▸ WHAT YOU HAVE TO DO
Return every line from the items below that contains the word "woman", copying each one unchanged.

▸ RECORD EXCERPTS
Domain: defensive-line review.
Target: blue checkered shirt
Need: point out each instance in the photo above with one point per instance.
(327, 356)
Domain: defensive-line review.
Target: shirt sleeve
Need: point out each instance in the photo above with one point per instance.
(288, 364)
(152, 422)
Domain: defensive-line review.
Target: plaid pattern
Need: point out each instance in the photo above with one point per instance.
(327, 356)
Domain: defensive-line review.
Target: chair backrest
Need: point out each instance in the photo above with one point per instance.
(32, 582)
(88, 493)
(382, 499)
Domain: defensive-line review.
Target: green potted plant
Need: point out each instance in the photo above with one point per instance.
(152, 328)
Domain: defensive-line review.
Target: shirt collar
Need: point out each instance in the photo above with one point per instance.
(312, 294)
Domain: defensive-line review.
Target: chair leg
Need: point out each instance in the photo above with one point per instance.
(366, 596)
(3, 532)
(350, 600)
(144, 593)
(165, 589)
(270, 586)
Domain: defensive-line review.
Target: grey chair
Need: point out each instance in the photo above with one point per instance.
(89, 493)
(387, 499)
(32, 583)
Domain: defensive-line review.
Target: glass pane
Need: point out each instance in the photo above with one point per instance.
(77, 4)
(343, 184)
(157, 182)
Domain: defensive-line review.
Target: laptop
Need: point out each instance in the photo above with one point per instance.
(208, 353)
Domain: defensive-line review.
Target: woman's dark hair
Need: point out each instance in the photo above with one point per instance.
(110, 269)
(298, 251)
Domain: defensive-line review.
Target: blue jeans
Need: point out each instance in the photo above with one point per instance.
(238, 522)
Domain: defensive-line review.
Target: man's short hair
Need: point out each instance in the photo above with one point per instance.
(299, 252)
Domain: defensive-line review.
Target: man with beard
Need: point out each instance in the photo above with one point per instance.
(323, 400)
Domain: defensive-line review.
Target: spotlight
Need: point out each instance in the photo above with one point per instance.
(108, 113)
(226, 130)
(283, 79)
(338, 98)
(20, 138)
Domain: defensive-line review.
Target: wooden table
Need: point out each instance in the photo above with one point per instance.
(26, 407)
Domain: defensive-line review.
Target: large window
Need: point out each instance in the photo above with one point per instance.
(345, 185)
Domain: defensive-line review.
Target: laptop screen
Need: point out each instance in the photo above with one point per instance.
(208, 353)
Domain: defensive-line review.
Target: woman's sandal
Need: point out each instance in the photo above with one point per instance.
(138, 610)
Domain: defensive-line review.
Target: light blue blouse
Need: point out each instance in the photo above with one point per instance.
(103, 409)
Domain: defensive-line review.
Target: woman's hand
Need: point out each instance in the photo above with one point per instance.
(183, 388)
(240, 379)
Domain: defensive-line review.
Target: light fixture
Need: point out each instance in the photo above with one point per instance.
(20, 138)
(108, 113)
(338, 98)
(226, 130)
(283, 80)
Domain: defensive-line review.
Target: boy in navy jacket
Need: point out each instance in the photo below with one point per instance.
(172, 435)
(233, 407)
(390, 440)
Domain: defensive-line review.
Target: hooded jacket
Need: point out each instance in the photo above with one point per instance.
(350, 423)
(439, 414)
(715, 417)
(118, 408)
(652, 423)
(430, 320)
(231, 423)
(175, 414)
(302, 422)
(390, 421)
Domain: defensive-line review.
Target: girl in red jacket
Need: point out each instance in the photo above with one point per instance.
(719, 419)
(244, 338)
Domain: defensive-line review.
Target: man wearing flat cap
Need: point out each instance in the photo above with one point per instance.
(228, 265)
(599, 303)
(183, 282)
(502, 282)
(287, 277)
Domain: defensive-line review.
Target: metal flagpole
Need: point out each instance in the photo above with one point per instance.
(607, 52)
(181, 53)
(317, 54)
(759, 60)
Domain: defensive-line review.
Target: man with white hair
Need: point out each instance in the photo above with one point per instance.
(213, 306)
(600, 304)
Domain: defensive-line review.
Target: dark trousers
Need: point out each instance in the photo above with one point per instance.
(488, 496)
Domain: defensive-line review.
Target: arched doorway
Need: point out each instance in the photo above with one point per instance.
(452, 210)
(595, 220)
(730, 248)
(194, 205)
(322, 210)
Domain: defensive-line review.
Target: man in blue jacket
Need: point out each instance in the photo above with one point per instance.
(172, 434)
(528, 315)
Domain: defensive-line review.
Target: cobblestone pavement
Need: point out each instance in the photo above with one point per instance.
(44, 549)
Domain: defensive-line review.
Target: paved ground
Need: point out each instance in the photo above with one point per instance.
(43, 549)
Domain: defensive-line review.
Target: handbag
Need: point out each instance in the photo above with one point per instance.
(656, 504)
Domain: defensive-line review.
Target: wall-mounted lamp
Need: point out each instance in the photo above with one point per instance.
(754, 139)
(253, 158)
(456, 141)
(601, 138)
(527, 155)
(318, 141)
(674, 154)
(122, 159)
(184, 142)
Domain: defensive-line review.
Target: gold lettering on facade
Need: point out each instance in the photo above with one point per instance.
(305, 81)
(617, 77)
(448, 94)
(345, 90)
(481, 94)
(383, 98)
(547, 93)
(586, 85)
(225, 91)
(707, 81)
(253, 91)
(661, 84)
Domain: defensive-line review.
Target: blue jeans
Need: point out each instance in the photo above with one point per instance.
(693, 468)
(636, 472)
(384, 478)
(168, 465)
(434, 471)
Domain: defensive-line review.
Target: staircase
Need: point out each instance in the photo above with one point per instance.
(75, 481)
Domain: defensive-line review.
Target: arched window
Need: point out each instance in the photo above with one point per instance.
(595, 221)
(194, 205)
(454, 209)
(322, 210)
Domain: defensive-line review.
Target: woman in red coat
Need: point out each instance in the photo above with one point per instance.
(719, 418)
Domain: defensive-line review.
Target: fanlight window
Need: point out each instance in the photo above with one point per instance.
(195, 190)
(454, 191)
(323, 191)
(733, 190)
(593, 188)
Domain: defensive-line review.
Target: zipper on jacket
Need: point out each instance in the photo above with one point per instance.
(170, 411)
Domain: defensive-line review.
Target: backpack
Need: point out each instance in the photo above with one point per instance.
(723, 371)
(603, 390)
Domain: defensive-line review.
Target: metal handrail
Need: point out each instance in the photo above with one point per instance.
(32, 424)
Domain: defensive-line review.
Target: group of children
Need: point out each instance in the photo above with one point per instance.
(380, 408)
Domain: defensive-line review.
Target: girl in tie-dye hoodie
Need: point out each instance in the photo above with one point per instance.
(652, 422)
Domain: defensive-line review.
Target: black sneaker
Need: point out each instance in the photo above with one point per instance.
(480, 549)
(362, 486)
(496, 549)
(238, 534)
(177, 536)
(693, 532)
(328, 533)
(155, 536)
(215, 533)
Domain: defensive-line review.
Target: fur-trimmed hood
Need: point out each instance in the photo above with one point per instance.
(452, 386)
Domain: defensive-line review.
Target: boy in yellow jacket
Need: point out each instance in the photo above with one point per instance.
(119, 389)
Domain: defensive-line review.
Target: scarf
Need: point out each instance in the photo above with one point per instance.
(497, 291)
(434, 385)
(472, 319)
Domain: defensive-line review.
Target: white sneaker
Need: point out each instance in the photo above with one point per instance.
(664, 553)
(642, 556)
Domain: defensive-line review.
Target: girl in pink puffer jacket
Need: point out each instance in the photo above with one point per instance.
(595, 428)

▸ ANSWER TO THIS PROBLEM
Target: woman's dark hair
Target: woman's sandal
Target: woman's hand
Target: woman in red coat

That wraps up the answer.